*Data records*
-=-=-=-=-
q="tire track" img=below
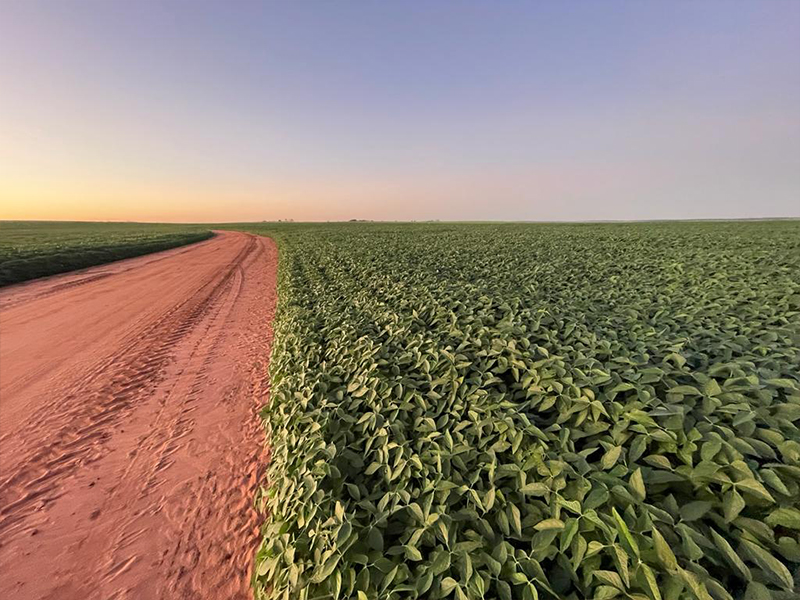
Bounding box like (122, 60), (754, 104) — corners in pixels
(0, 232), (277, 600)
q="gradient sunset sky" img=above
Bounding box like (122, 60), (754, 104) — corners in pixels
(1, 1), (799, 223)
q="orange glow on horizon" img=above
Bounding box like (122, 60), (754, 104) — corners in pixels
(0, 168), (575, 223)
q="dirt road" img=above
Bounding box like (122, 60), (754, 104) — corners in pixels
(0, 231), (277, 600)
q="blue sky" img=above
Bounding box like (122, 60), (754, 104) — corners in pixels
(1, 0), (798, 221)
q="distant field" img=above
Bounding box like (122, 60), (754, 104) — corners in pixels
(224, 221), (800, 600)
(0, 221), (213, 286)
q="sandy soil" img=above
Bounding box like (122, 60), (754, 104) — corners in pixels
(0, 231), (277, 599)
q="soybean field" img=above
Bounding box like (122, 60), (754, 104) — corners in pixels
(0, 221), (212, 286)
(233, 221), (800, 600)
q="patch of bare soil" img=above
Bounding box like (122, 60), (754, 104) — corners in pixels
(0, 231), (277, 599)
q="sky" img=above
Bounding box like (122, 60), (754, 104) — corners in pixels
(1, 1), (799, 223)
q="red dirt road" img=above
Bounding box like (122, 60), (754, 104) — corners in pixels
(0, 231), (277, 600)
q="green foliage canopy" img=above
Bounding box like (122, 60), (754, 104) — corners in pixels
(234, 221), (800, 600)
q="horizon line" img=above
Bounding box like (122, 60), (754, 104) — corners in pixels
(2, 216), (800, 226)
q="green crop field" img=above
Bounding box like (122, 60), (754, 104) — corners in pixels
(0, 221), (213, 286)
(227, 221), (800, 600)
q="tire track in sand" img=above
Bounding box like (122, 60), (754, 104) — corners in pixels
(0, 231), (277, 600)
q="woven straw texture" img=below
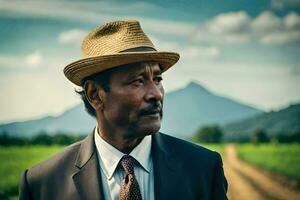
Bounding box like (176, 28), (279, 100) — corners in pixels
(64, 20), (180, 86)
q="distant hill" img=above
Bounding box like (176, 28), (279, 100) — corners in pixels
(223, 103), (300, 141)
(0, 81), (262, 138)
(161, 82), (262, 136)
(0, 105), (95, 137)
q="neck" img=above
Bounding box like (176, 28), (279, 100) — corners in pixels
(97, 125), (144, 154)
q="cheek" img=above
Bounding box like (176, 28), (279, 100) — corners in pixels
(105, 98), (140, 123)
(123, 99), (142, 119)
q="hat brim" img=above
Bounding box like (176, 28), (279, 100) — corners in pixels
(64, 51), (180, 86)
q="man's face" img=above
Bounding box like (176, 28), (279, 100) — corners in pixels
(100, 62), (164, 139)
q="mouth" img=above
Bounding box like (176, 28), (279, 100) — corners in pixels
(143, 112), (160, 117)
(139, 108), (162, 118)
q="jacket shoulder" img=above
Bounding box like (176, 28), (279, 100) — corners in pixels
(26, 140), (82, 185)
(157, 132), (221, 164)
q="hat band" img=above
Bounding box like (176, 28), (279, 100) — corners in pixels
(119, 46), (157, 53)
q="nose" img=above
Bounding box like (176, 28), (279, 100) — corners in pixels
(145, 82), (164, 102)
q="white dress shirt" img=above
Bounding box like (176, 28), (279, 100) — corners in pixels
(94, 127), (154, 200)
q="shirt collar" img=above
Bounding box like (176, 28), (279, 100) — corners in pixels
(94, 126), (152, 180)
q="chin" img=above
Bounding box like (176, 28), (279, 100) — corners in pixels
(141, 124), (161, 135)
(130, 123), (161, 137)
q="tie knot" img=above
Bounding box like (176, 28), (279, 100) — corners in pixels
(120, 155), (136, 175)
-=-=-=-=-
*Task prompt*
The answer consists of every line above in which the word "soil" occurs.

*Written answer*
q="sandy soil" img=above
q="patch of bare soil" img=above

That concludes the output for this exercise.